• [TRABALHO SOLICITADO]
(1) Segundo o texto sobre a viagem de bicicleta de Baptiste Dublanchet, por quantas capitais europeias ele passou?
(2) Repita o trecho do texto sobre a viagem de bicicleta de Baptiste Dublanchet entre "É a fome do" e "descartada no lixo.", inclusive.
(3) Prossiga com o texto sobre a viagem de bicicleta de Baptiste Dublanchet a partir da última frase apresentada.

╭─ PÁGINA

É a fome do mundo.
Uma fome que não pode ser suprida apenas com comida…

Durante os mais de três mil quilômetros entre Paris – França e Varsóvia – Polônia, o francês Baptiste Dublanchet passou por sete capitais europeias. Não gastou com locomoção: foi de bicicleta. Não gastou com hospedagem: levou uma barraca na bagagem e contatos de pessoas dispostas a compartilhar acomodação gratuita. Não gastou com alimentação também: seu objetivo era se alimentar apenas com a comida que seria descartada no lixo.

O francês Baptiste Dublanchet havia trabalhado em um hotel cinco estrelas e ficou impressionado com o desperdício de comida. “Vi buffets de luxo, como pequenos almoços de 65 euros, indo para o lixo”, lembra o francês. A situação, contrária à realidade de escassez de alimentação e fome em outras partes do mundo, levou Baptiste a idealizar o projeto que chamou de “La Faim du Monde”, ou “A Fome do Mundo”.

╰─
╭─ ITENS DE DADOS

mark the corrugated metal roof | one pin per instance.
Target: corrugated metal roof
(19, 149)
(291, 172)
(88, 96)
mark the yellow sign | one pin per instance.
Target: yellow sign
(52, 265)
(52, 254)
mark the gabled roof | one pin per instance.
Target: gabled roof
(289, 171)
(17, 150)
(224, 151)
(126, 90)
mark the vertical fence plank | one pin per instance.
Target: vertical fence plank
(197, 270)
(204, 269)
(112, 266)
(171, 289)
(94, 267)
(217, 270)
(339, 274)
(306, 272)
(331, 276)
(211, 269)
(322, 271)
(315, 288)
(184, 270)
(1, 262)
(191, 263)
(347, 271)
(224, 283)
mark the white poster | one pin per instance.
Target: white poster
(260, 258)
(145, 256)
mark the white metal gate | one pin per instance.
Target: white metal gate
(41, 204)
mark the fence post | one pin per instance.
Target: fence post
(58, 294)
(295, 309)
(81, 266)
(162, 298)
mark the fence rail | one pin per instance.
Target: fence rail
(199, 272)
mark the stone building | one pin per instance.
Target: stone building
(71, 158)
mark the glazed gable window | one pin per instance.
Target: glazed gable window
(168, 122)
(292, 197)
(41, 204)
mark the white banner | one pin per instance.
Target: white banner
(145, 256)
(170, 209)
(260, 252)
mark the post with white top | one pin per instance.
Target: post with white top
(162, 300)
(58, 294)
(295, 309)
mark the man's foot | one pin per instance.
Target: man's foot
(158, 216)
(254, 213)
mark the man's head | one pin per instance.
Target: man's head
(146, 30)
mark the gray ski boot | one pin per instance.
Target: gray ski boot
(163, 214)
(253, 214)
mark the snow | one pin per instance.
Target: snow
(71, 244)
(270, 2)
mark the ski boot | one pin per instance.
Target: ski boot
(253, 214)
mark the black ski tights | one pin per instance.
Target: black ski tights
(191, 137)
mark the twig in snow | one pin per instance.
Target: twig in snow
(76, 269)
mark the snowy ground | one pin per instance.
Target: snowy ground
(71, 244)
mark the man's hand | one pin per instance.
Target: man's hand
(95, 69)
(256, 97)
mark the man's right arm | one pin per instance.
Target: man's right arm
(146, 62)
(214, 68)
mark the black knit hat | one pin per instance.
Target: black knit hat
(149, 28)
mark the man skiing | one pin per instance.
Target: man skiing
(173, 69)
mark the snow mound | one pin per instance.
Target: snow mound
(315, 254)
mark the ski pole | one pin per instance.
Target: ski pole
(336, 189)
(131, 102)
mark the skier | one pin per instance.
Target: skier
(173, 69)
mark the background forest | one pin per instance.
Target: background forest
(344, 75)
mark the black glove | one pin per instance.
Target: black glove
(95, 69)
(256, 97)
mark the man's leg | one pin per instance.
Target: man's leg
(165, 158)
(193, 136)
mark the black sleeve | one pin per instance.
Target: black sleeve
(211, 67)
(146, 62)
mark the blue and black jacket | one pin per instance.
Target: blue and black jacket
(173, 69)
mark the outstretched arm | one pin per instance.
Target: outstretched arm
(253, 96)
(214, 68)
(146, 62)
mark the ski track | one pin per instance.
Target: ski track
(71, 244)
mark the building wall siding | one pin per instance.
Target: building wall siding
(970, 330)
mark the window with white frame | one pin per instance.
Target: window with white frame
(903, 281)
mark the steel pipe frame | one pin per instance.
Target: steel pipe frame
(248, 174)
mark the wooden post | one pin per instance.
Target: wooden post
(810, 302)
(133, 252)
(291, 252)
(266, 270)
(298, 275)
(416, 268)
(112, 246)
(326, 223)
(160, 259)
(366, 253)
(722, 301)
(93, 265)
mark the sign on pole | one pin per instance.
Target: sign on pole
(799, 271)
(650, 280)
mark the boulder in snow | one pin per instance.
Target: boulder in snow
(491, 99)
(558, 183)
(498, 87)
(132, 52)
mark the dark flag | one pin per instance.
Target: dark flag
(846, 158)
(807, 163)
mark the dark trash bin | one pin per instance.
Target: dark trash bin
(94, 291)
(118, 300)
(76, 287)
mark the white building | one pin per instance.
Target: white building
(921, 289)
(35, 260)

╰─

• [RESPOSTAS]
(1) Ele passou por sete capitais europeias.

(2)
É a fome do mundo.
Uma fome que não pode ser suprida apenas com comida…

Durante os mais de três mil quilômetros entre Paris – França e Varsóvia – Polônia, o francês Baptiste Dublanchet passou por sete capitais europeias. Não gastou com locomoção: foi de bicicleta. Não gastou com hospedagem: levou uma barraca na bagagem e contatos de pessoas dispostas a compartilhar acomodação gratuita. Não gastou com alimentação também: seu objetivo era se alimentar apenas com a comida que seria descartada no lixo.

(3)
Em abril, Baptiste saiu de Paris, na França, para uma jornada de mais de três mil quilômetros até Varsóvia, na Polônia. No caminho, não comprou comida. Ao chegar nas cidades, ele procurava supermercados, restaurantes e padarias que pudessem lhe ceder o alimento que seria descartado. Com isto, quis chamar a atenção para o quanto os europeus jogam comida ainda comestível no lixo. Ele conta: “fiquei impressionado ao ver o quanto é desperdiçado. É surpreendente abrir uma lata de lixo e encontrar tantas frutas, iogurtes, queijos e outros alimentos bons o suficiente para comer, jogados fora”.

© Baptiste Dublanchet

Eu só aceitava comida que seria jogada no lixo – ou que já estava no lixo: 100% da minha alimentação teria sido desperdiçada.

Um lojista de Bruxelas, capital da Bélgica, disse a Baptiste que também ficava decepcionado de ter que jogar fora todo dia uma caixa cheia de vegetais “danificados”, que não tinham nada sério, mas que não podiam mais ser vendidos a seus clientes. Outros comerciantes afirmaram que são parceiros de associações que ajudam necessitados, e doam seus alimentos perecíveis e não vendidos durante o dia. Mas houveram muitas recusas. Alguns comerciantes não queriam ceder o alimento “danificado” para ser consumido, e outros achavam incoerente financeiramente oferecer alimento gratuitamente.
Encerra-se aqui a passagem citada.